Extracted data entries:
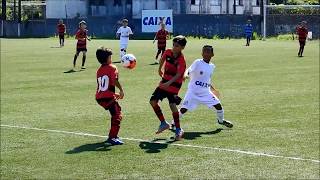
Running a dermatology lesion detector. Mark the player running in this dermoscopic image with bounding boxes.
[244,19,253,46]
[57,19,66,47]
[96,47,124,145]
[153,23,169,64]
[150,35,187,140]
[117,19,133,60]
[296,21,308,57]
[73,21,90,70]
[172,45,233,128]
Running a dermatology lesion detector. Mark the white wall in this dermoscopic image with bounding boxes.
[46,0,88,19]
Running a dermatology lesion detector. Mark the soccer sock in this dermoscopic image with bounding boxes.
[152,105,164,121]
[82,56,87,67]
[120,49,126,59]
[172,112,180,128]
[217,109,224,123]
[73,55,78,67]
[109,120,120,139]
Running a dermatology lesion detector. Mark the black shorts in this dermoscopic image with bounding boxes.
[77,48,87,53]
[150,87,181,105]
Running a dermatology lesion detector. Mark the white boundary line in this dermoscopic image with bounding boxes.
[1,124,320,163]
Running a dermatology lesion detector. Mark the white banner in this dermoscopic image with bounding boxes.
[141,10,173,33]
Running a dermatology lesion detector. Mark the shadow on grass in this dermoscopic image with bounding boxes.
[65,142,111,154]
[170,128,223,140]
[139,139,173,153]
[183,128,223,140]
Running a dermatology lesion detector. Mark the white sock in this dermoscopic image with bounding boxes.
[217,109,224,123]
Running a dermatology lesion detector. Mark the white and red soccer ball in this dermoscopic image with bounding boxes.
[121,54,137,69]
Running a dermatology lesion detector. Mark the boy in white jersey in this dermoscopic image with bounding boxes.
[117,19,133,60]
[172,45,233,128]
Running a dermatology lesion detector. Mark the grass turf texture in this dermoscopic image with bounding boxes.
[1,39,320,179]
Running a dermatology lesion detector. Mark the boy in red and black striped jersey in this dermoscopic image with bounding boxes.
[150,35,187,140]
[296,21,308,57]
[57,19,66,47]
[96,47,124,145]
[153,23,169,64]
[73,21,90,70]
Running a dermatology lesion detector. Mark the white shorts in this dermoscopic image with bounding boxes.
[181,90,220,111]
[120,44,128,49]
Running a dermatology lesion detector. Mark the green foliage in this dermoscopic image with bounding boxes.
[0,38,320,180]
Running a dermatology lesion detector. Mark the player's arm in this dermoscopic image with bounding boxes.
[115,79,124,99]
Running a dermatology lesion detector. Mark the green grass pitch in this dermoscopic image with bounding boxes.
[1,38,320,179]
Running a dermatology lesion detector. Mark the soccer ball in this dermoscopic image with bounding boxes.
[121,54,137,69]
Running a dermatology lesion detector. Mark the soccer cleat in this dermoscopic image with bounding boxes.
[175,128,184,141]
[156,121,170,134]
[106,137,123,145]
[218,120,233,128]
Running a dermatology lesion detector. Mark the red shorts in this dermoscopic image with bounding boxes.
[97,98,122,121]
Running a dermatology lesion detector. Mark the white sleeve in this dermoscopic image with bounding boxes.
[186,61,198,74]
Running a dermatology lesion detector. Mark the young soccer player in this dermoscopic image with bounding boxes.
[57,19,66,47]
[153,23,169,64]
[73,21,90,70]
[244,19,253,46]
[96,47,124,145]
[296,21,308,57]
[172,45,233,128]
[117,19,133,60]
[150,35,187,140]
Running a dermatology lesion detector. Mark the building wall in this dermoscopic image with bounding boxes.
[46,0,88,19]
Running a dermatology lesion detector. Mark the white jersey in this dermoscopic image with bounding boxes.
[186,59,216,94]
[117,26,133,44]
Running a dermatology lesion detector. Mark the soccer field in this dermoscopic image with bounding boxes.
[1,38,320,179]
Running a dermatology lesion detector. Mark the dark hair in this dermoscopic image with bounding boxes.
[173,35,187,46]
[96,47,112,64]
[202,45,213,53]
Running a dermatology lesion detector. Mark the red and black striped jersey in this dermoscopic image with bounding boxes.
[76,29,88,48]
[57,24,66,35]
[96,64,118,99]
[156,29,169,48]
[159,49,186,94]
[297,26,308,40]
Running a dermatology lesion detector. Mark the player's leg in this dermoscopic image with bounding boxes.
[150,88,170,134]
[81,49,87,69]
[199,92,233,128]
[156,48,161,63]
[120,44,128,60]
[107,101,123,145]
[73,49,80,68]
[62,34,64,46]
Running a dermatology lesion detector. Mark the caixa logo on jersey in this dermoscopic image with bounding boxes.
[141,10,173,33]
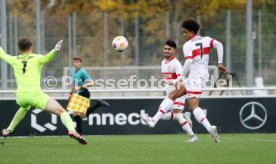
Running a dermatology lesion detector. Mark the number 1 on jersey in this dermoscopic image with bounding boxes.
[196,43,203,59]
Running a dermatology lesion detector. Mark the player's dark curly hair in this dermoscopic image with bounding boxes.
[165,39,176,49]
[18,37,33,52]
[182,19,200,34]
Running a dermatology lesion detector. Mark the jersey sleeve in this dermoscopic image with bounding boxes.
[205,36,215,48]
[175,60,182,77]
[183,43,193,60]
[0,47,16,65]
[38,51,56,64]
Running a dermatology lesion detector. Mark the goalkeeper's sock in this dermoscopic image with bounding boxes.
[74,116,82,134]
[60,112,76,132]
[7,107,28,132]
[152,98,174,124]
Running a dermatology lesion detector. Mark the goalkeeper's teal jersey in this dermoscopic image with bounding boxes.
[0,47,55,92]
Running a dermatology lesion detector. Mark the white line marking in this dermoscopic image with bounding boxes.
[250,138,276,142]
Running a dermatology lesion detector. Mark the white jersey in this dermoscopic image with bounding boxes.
[183,36,214,81]
[161,56,182,80]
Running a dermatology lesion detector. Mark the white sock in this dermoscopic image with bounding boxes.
[152,98,174,124]
[161,112,173,120]
[193,107,211,132]
[174,113,195,136]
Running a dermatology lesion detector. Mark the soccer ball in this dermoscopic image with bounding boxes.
[112,36,128,52]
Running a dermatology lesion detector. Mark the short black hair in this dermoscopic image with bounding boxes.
[182,19,200,34]
[165,39,176,49]
[18,37,33,52]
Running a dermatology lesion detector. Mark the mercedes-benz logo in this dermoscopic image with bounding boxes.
[240,102,267,130]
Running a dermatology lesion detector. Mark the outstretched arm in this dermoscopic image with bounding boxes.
[0,47,14,64]
[39,40,63,64]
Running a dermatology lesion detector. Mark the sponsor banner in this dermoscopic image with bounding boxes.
[0,98,276,136]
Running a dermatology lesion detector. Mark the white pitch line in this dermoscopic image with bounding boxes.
[250,138,276,142]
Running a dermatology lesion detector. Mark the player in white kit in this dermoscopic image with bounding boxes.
[143,19,226,142]
[142,40,198,142]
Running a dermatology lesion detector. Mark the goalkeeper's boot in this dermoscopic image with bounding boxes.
[142,115,155,128]
[68,132,87,145]
[2,129,11,138]
[209,125,221,143]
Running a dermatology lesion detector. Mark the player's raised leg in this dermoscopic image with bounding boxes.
[45,98,87,145]
[2,107,30,137]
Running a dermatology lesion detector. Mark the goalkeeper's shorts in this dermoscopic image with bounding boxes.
[16,91,50,110]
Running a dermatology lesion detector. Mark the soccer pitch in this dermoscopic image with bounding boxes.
[0,134,276,164]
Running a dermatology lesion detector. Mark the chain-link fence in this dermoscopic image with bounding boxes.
[0,10,276,89]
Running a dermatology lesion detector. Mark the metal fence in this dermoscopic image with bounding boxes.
[1,10,276,89]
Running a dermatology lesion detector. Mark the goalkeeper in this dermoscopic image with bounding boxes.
[0,38,87,144]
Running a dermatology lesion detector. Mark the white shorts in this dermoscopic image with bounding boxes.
[165,85,186,110]
[184,78,206,98]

(What the task asks): Update all of the lines above by replacing "dermoscopic image" with "sports photo" wherever it appears, leaving everything else unchanged. Omit the pictures from your answer.

(Answer to this exercise):
Running a dermatology lesion detector. Mark the player running in this sports photo with bounding boxes.
[244,19,253,46]
[57,19,66,47]
[96,47,124,145]
[153,23,169,64]
[150,35,187,140]
[117,19,133,60]
[296,21,308,57]
[73,21,90,70]
[172,45,233,128]
Running a dermatology lesion detector. Mark the white wall in this sports photo with bounding boxes.
[46,0,88,19]
Running a dermatology lesion detector. Mark the soccer sock in this sports photo with bounding boxes.
[152,105,164,121]
[82,56,87,67]
[120,49,126,59]
[172,112,180,128]
[217,109,224,123]
[73,55,78,67]
[109,120,120,139]
Running a dermatology lesion detector. Mark the black shorts in this sports photo with bounding boxes.
[77,48,87,53]
[150,87,181,105]
Running a dermatology lesion detector. Mark the white boundary line in this sports photo with bounding boxes.
[1,124,320,163]
Running a dermatology lesion detector. Mark the white banner in this sports photo with bounding boxes.
[141,10,173,33]
Running a dermatology lesion detector. Mark the shadow on grass in this sports photo with bounding boxes.
[65,142,111,154]
[170,128,223,140]
[139,139,173,153]
[183,128,223,140]
Running a dermatology lesion detector. Mark the white sock in this sports photo with bounding boxes.
[217,109,224,123]
Running a dermatology lesion detector. Mark the white and red soccer ball in this sports photo with bounding boxes.
[121,54,137,69]
Running a dermatology lesion detector. Mark the boy in white jersey in this sports photo with bounding boxes.
[117,19,133,60]
[172,45,233,128]
Running a dermatology lesion detector. Mark the grass turf texture in this sports photo with bounding boxes.
[1,39,320,179]
Running a dermatology lesion detector. Mark the boy in red and black striped jersey in this sports photo with bounding boxes.
[150,35,187,140]
[296,21,308,57]
[57,19,66,47]
[96,47,124,145]
[153,23,169,64]
[73,21,90,70]
Running a dermatology lesion detector. Mark the white shorts in this sports photo with bounding boxes.
[181,90,220,111]
[120,44,128,49]
Running a dermatology lesion detector. Mark the green foliage in this sports photo with bounding boxes.
[0,38,320,180]
Running a dermatology lesion detector. Mark the player's arm in this sports photo with bounding boxes.
[115,79,124,99]
Running a dermatology lesion detector. Mark the green grass pitch in this sports photo with bounding boxes.
[1,38,320,179]
Running a dermatology lesion detector. Mark the soccer ball in this sports photo with bounding boxes.
[121,54,137,69]
Running a dermatology lesion detector. Mark the soccer cleat in this sports photo with bounding boxes.
[175,128,184,141]
[156,121,170,134]
[106,137,123,145]
[218,120,233,128]
Running a dermatology lesion detector. Mark the red shorts in this sports photo with bounding boxes.
[97,98,122,121]
Running a dermatology lesion detector. Mark the white sleeve in this sports photo with bounding boxes.
[186,61,198,74]
Running a dermatology lesion detector. Mark the young soccer player in this sports photo with bounding boxes.
[57,19,66,47]
[153,23,169,64]
[73,21,90,70]
[244,19,253,46]
[96,47,124,145]
[296,21,308,57]
[172,45,233,128]
[117,19,133,60]
[150,35,187,140]
Running a dermatology lesion detector. Mark the building wall in this sports photo with bounding boxes.
[46,0,88,19]
Running a dermatology lesion detector. Mark the white jersey in this sports photo with bounding boxes.
[186,59,216,94]
[117,26,133,44]
Running a dermatology lesion detector. Mark the soccer field in this sports photo with bounding boxes.
[1,38,320,179]
Running a dermatology lesion detector. Mark the dark hair in this sports photo with bounding boxes.
[173,35,187,46]
[96,47,112,64]
[202,45,213,53]
Running a dermatology lesion detector. Mark the red and black striped jersey in this sports photo with bounding boxes.
[76,29,88,48]
[57,24,66,35]
[96,64,118,99]
[156,29,169,48]
[159,49,186,94]
[297,26,308,40]
Running a dermatology lesion detector. Mark the player's leg in this sports photo with bounding boxes.
[150,88,170,134]
[81,49,87,69]
[199,92,233,128]
[156,48,161,63]
[120,44,128,60]
[107,101,123,145]
[73,49,80,68]
[62,34,64,46]
Running a dermatology lesion detector. Mark the caixa logo on jersey in this sports photo with bounding boxes.
[141,10,173,33]
Running a dermatology lesion detector. Mark the number 1 on jersey in this sports photo with bounding boxes.
[196,43,203,59]
Running a dermatology lesion detector. Mark the player's dark curly hair in this sports photo with bounding boxes.
[165,39,176,49]
[18,37,33,52]
[182,19,200,34]
Running a dermatology lesion detector. Mark the jersey sleeve in this sports photo with bounding boxes.
[205,36,215,48]
[175,60,182,77]
[183,43,193,60]
[0,47,16,65]
[38,51,56,64]
Running a dermatology lesion detector. Mark the goalkeeper's sock in this sports photo with bounding boxes.
[74,116,82,134]
[60,112,76,132]
[7,107,28,132]
[152,98,174,124]
Running a dermatology lesion detector. Mark the goalkeeper's teal jersey in this sports photo with bounding boxes.
[0,47,55,92]
Running a dermatology lesion detector. Mark the white line marking in this sports photo with bounding boxes.
[250,138,276,142]
Running a dermatology lesion detector. Mark the white jersey in this sports photo with bounding boxes.
[183,36,214,81]
[161,56,182,80]
Running a dermatology lesion detector. Mark the white sock in this sports photo with bounding boxes.
[152,98,174,124]
[161,112,173,120]
[193,107,211,132]
[174,113,195,136]
Running a dermatology lesion detector. Mark the soccer ball in this sports photo with bounding boxes.
[112,36,128,52]
Running a dermatology lesion detector. Mark the short black hair in this sports photo with bounding boxes.
[182,19,200,34]
[165,39,176,49]
[18,37,33,52]
Running a dermatology lesion detector. Mark the mercedes-benz logo in this sports photo with bounding boxes.
[240,102,267,130]
Running a dermatology lesion detector. Mark the outstretched arm in this sports photo with bounding boxes.
[0,47,14,64]
[39,40,63,64]
Running a dermatology lesion detector. Mark the sponsor banner in this sports photo with bounding boxes.
[0,98,276,136]
Running a dermatology lesion detector. Mark the white pitch line in this sports photo with bounding boxes.
[250,138,276,142]
Running a dermatology lesion detector. Mark the player in white kit in this sports photo with bounding boxes.
[143,19,226,142]
[142,40,198,142]
Running a dermatology lesion detector. Mark the goalkeeper's boot in this sports photo with bounding boxes.
[142,115,155,128]
[68,132,87,145]
[2,129,11,138]
[209,125,221,143]
Running a dermatology lesion detector. Mark the player's raised leg in this sports photo with bounding boxes.
[45,98,87,145]
[2,107,30,137]
Running a dermatology lesion detector. Mark the goalkeeper's shorts in this sports photo with bounding boxes.
[16,91,50,110]
Running a dermatology lesion detector. Mark the soccer pitch in this sports photo with bounding boxes.
[0,134,276,164]
Running a dermatology lesion detector. Mark the chain-link fence in this sports photo with bounding boxes.
[0,10,276,89]
Running a dermatology lesion detector. Mark the metal fence in this sports photo with bounding boxes.
[1,10,276,89]
Running a dermatology lesion detector. Mark the goalkeeper in this sports photo with bounding boxes.
[0,38,87,144]
Running a dermatology lesion detector. Mark the white shorts in this sports photo with bounding boxes.
[165,85,186,110]
[184,78,206,98]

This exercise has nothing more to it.